**Work required:** Select every row that contains the string "star" and copy each of those rows in full. Only matches with the same capitalization count.

§

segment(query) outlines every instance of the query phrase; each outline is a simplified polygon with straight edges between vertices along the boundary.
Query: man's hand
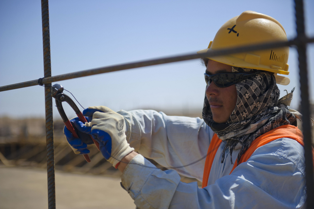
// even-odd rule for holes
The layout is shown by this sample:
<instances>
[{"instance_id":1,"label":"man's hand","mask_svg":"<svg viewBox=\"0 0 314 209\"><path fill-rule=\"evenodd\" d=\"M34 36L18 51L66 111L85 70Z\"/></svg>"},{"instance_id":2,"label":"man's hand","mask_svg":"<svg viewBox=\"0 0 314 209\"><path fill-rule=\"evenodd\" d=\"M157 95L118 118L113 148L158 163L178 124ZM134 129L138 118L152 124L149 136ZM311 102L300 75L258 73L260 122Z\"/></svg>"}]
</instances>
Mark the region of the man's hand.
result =
<instances>
[{"instance_id":1,"label":"man's hand","mask_svg":"<svg viewBox=\"0 0 314 209\"><path fill-rule=\"evenodd\" d=\"M87 118L86 119L89 121ZM73 136L68 129L64 126L63 133L71 148L77 154L83 155L89 153L89 151L86 149L87 145L94 143L90 135L91 134L91 127L88 126L86 126L84 123L80 121L78 118L72 118L70 122L79 137L76 138Z\"/></svg>"},{"instance_id":2,"label":"man's hand","mask_svg":"<svg viewBox=\"0 0 314 209\"><path fill-rule=\"evenodd\" d=\"M92 136L99 143L102 155L114 167L134 150L127 141L125 122L122 115L104 106L89 107L83 113L92 116Z\"/></svg>"}]
</instances>

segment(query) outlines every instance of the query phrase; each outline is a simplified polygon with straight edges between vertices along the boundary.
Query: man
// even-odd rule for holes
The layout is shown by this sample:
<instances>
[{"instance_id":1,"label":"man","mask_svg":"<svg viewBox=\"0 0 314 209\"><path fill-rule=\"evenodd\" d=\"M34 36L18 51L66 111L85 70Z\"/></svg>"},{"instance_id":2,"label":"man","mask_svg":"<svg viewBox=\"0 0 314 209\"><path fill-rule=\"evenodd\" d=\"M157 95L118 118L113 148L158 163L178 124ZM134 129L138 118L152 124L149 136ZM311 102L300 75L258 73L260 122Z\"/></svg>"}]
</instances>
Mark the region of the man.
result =
<instances>
[{"instance_id":1,"label":"man","mask_svg":"<svg viewBox=\"0 0 314 209\"><path fill-rule=\"evenodd\" d=\"M285 40L278 21L246 11L200 52ZM90 107L83 112L89 123L72 120L80 139L65 134L81 154L92 143L82 133L91 134L139 208L300 208L306 198L302 136L276 84L288 80L276 74L289 74L288 55L285 47L203 59L203 119ZM144 157L171 169L157 169Z\"/></svg>"}]
</instances>

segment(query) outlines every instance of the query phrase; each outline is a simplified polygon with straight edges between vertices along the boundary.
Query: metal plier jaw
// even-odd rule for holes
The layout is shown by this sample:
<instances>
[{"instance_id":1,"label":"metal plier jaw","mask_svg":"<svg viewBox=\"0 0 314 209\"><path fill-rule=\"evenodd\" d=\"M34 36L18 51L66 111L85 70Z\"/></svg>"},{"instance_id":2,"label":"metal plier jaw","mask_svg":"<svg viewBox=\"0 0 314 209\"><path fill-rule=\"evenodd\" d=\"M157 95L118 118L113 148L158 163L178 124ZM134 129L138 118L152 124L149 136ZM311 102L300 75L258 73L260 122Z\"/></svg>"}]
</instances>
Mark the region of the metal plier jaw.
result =
<instances>
[{"instance_id":1,"label":"metal plier jaw","mask_svg":"<svg viewBox=\"0 0 314 209\"><path fill-rule=\"evenodd\" d=\"M68 117L67 117L65 113L64 112L63 107L62 107L62 102L65 102L68 104L75 112L76 115L77 115L80 120L81 121L85 123L87 122L87 121L86 118L83 116L82 112L79 110L73 101L68 96L63 93L63 88L62 86L60 84L56 84L53 85L52 87L52 97L55 99L56 105L58 108L58 111L59 112L61 117L62 118L62 120L63 120L65 126L72 133L73 136L76 138L78 138L78 136L76 132L75 132L74 128L72 126L72 124L70 122ZM90 136L90 138L93 140L93 141L95 145L97 147L98 150L100 151L99 149L99 144L95 141L91 136ZM89 158L89 156L88 156L88 154L83 155L83 156L84 156L86 161L88 162L90 162L90 159Z\"/></svg>"}]
</instances>

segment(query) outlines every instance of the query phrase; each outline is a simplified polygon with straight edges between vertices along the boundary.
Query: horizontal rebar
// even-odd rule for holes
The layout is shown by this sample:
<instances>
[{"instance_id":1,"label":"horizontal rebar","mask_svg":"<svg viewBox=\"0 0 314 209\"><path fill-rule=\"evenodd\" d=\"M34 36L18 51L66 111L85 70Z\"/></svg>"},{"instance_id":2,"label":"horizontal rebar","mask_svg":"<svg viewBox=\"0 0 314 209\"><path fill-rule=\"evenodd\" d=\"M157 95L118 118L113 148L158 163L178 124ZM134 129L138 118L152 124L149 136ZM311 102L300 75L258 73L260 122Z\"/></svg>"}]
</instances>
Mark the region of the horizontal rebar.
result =
<instances>
[{"instance_id":1,"label":"horizontal rebar","mask_svg":"<svg viewBox=\"0 0 314 209\"><path fill-rule=\"evenodd\" d=\"M42 84L45 84L52 82L56 82L61 80L64 80L102 73L150 66L161 64L194 59L202 58L221 56L230 54L246 52L256 50L267 49L271 48L279 48L284 47L289 47L292 45L297 45L300 42L304 43L314 42L314 37L311 38L307 38L306 37L298 38L285 41L271 42L230 49L226 49L211 51L202 54L193 53L85 70L43 78L41 79L41 83ZM19 83L0 87L0 91L3 91L12 89L31 86L38 84L38 80L33 80L26 82Z\"/></svg>"}]
</instances>

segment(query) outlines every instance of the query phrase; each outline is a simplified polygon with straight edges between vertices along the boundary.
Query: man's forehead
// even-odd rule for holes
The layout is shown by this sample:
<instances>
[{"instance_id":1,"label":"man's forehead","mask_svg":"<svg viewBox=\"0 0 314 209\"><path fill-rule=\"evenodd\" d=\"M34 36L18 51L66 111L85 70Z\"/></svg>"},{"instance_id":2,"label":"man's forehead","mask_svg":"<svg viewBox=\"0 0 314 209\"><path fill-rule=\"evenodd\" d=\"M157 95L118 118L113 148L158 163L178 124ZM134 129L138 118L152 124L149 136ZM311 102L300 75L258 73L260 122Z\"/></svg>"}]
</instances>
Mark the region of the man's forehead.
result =
<instances>
[{"instance_id":1,"label":"man's forehead","mask_svg":"<svg viewBox=\"0 0 314 209\"><path fill-rule=\"evenodd\" d=\"M210 59L207 63L206 73L212 75L222 73L231 73L232 68L231 65Z\"/></svg>"},{"instance_id":2,"label":"man's forehead","mask_svg":"<svg viewBox=\"0 0 314 209\"><path fill-rule=\"evenodd\" d=\"M216 74L218 73L230 73L231 72L230 72L230 71L225 69L218 69L218 70L216 70L214 71L214 72L213 72L213 70L210 70L210 71L209 71L209 69L208 68L207 68L206 69L206 71L205 72L208 75L213 75L214 74Z\"/></svg>"}]
</instances>

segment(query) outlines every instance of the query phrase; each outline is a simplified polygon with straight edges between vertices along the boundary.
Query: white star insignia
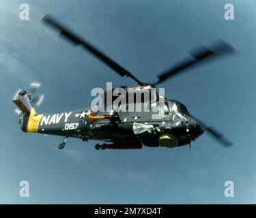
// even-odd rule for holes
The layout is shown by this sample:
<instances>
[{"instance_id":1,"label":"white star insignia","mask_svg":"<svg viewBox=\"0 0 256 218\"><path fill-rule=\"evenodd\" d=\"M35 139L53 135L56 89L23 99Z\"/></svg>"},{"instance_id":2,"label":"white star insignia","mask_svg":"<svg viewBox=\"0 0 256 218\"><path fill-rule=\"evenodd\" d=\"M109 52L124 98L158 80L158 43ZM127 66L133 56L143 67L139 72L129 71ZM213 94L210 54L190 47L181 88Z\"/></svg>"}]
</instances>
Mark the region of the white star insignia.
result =
<instances>
[{"instance_id":1,"label":"white star insignia","mask_svg":"<svg viewBox=\"0 0 256 218\"><path fill-rule=\"evenodd\" d=\"M76 114L75 115L76 117L79 116L80 119L81 118L85 118L85 116L88 116L90 114L90 111L89 110L88 112L85 112L83 110L81 114Z\"/></svg>"}]
</instances>

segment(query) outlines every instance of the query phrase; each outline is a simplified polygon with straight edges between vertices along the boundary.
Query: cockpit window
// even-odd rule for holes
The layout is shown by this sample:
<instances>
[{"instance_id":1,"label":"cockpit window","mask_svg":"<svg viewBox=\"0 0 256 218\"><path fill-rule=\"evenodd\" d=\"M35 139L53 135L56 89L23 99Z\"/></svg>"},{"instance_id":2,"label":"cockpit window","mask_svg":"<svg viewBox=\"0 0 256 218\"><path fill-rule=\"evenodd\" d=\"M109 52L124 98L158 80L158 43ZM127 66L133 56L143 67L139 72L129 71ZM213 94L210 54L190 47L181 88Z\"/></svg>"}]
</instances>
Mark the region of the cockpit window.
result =
<instances>
[{"instance_id":1,"label":"cockpit window","mask_svg":"<svg viewBox=\"0 0 256 218\"><path fill-rule=\"evenodd\" d=\"M186 106L183 104L179 102L177 105L178 105L179 110L180 111L180 112L186 115L188 115L188 109L186 109Z\"/></svg>"},{"instance_id":2,"label":"cockpit window","mask_svg":"<svg viewBox=\"0 0 256 218\"><path fill-rule=\"evenodd\" d=\"M174 100L169 101L168 105L169 105L170 112L171 112L171 111L173 110L176 112L180 112L180 113L186 114L186 115L189 114L188 111L186 109L186 106L183 104L177 101L174 101Z\"/></svg>"},{"instance_id":3,"label":"cockpit window","mask_svg":"<svg viewBox=\"0 0 256 218\"><path fill-rule=\"evenodd\" d=\"M170 114L170 110L169 110L169 108L168 108L168 106L167 106L167 103L165 104L164 110L165 110L165 115Z\"/></svg>"}]
</instances>

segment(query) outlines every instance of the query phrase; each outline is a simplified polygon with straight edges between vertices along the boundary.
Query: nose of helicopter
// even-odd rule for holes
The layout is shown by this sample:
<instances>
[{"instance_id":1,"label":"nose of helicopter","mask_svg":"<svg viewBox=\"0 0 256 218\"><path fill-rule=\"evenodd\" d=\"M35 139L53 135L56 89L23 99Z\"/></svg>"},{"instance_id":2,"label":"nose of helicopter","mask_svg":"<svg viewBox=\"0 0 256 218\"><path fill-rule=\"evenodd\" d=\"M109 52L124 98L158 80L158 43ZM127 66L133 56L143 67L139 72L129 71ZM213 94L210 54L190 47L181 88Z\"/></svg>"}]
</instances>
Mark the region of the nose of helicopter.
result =
<instances>
[{"instance_id":1,"label":"nose of helicopter","mask_svg":"<svg viewBox=\"0 0 256 218\"><path fill-rule=\"evenodd\" d=\"M199 122L195 119L189 117L186 121L187 132L193 136L199 137L203 134L203 129Z\"/></svg>"}]
</instances>

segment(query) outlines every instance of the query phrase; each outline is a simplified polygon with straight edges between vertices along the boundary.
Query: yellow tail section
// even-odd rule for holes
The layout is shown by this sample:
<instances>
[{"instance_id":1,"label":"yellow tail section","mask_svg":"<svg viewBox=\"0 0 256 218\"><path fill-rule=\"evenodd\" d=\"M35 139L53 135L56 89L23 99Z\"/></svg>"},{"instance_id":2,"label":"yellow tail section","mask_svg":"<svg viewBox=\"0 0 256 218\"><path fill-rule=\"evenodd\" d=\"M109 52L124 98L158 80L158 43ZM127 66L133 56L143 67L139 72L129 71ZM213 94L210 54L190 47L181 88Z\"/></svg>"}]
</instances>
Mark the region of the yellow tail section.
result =
<instances>
[{"instance_id":1,"label":"yellow tail section","mask_svg":"<svg viewBox=\"0 0 256 218\"><path fill-rule=\"evenodd\" d=\"M29 120L27 121L27 131L37 132L38 131L39 123L43 114L37 114L34 108L30 112Z\"/></svg>"}]
</instances>

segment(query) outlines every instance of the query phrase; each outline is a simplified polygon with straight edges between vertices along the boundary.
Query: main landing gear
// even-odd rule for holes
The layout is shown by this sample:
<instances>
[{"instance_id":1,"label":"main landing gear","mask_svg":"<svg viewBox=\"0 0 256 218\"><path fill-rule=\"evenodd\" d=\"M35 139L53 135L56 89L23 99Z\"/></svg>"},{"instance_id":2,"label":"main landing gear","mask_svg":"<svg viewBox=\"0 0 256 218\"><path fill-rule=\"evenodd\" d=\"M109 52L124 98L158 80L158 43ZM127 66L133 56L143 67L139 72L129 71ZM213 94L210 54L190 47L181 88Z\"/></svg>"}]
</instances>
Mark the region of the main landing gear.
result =
<instances>
[{"instance_id":1,"label":"main landing gear","mask_svg":"<svg viewBox=\"0 0 256 218\"><path fill-rule=\"evenodd\" d=\"M66 141L67 140L68 137L65 137L64 139L63 140L63 142L61 143L59 143L58 145L58 149L63 149L65 147L66 144Z\"/></svg>"},{"instance_id":2,"label":"main landing gear","mask_svg":"<svg viewBox=\"0 0 256 218\"><path fill-rule=\"evenodd\" d=\"M142 144L96 144L95 149L140 149Z\"/></svg>"}]
</instances>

§

**Full solution:**
Query: white star insignia
[{"instance_id":1,"label":"white star insignia","mask_svg":"<svg viewBox=\"0 0 256 218\"><path fill-rule=\"evenodd\" d=\"M35 139L53 135L56 89L23 99Z\"/></svg>"},{"instance_id":2,"label":"white star insignia","mask_svg":"<svg viewBox=\"0 0 256 218\"><path fill-rule=\"evenodd\" d=\"M109 52L124 98L158 80L158 43ZM127 66L133 56L143 67L139 72L129 71ZM213 94L210 54L190 47L181 88Z\"/></svg>"}]
Mark the region of the white star insignia.
[{"instance_id":1,"label":"white star insignia","mask_svg":"<svg viewBox=\"0 0 256 218\"><path fill-rule=\"evenodd\" d=\"M76 114L75 115L76 117L79 116L80 119L81 118L85 118L85 116L88 116L90 114L90 111L89 110L88 112L85 112L83 110L81 114Z\"/></svg>"}]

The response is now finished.